Mathematically, the actual ASMA transit time per flight is calculated as the difference between the entry time at ASMA cylinder and ALDT. The additional ASMA time performance indicator is calculated as the difference between the actual transit time, and a previously computed transit time reference considered as unimpeded ASMA time.

Throughout this chapter units for each variable are shown in [ ] brackets.

### Step A: Filtering

Calculation of the additional ASMA time performance indicator is done with the flight data reported by airports as monthly reporting in combination with data received from the Network Manager.

The following filter criteria apply:

• flights with no actual ASMA time or an actual ASMA time of more than 2 hours are excluded, i.e. flights with $$\textrm{AcASMA} < 120 \textrm{min}$$ are taken into account;

• Helicopters are also excluded from the calculation.

### Step B: Determination of unimpeded time AC-RWY-SEC combination

In this step, flights are assigned a reference unimpeded ASMA time, according to the grouping of flights they belong. Flights are grouped by $$c_i$$, or grouping of flights with the same combination aircraft class, ASMA sector and arrival runway (direction of runway, i.e. 12 or 30R), at each airport $$j$$ ($$j = 1 \dotso n$$, $$n$$ being the total number of airports affected by regulation IR390/2013).

For example, if there are four aircraft classes landing at the airport $$j$$, two ASMA sectors and two arrival runways, then there will be $$16 \, c_j$$ groupings of flights.

### [Given records]

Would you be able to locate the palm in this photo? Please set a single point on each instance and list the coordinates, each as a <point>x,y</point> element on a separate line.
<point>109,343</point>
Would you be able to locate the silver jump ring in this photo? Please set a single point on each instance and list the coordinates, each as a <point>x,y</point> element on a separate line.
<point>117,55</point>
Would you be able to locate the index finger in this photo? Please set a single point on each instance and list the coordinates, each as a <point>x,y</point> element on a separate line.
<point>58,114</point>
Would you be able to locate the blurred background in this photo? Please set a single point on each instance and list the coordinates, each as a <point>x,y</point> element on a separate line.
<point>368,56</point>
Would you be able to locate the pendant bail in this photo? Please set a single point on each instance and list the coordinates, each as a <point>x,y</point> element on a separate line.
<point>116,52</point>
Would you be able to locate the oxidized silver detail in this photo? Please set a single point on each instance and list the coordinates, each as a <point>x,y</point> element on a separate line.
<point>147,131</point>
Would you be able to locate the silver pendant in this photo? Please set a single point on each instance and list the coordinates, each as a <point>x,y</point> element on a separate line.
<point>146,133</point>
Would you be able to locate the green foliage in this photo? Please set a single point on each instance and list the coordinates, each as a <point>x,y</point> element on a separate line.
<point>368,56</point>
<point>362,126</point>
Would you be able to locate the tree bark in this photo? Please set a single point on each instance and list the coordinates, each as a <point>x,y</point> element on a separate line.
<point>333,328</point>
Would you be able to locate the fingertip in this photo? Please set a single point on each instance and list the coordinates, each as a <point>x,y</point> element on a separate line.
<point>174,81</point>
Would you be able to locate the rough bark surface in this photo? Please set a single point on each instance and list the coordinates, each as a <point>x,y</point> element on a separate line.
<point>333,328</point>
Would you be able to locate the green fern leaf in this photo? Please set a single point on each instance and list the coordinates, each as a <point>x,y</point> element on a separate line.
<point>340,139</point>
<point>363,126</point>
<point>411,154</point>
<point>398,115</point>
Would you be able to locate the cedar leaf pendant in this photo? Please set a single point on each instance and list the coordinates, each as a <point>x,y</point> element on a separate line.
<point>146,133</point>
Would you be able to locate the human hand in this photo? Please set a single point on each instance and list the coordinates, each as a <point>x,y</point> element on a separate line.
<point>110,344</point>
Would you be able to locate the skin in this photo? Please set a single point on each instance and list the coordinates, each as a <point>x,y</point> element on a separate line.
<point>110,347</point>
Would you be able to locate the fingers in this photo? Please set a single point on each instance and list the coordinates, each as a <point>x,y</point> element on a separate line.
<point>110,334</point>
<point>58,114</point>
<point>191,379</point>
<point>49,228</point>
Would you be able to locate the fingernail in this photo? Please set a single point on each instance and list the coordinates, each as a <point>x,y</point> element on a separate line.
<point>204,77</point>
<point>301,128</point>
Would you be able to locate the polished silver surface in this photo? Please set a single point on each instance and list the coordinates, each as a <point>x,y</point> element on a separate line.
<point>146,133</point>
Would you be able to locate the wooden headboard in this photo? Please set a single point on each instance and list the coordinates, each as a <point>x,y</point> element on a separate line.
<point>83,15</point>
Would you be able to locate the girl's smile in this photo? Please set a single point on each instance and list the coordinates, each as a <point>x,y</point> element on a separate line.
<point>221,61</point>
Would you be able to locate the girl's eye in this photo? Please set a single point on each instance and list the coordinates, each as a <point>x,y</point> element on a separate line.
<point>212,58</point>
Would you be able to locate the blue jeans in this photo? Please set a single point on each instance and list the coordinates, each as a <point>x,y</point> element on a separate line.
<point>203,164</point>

### [Goal]
According to the ASMA time text, how is the actual ASMA transit time per flight calculated?

### [The solution]
As the difference between the entry time at the ASMA cylinder and ALDT.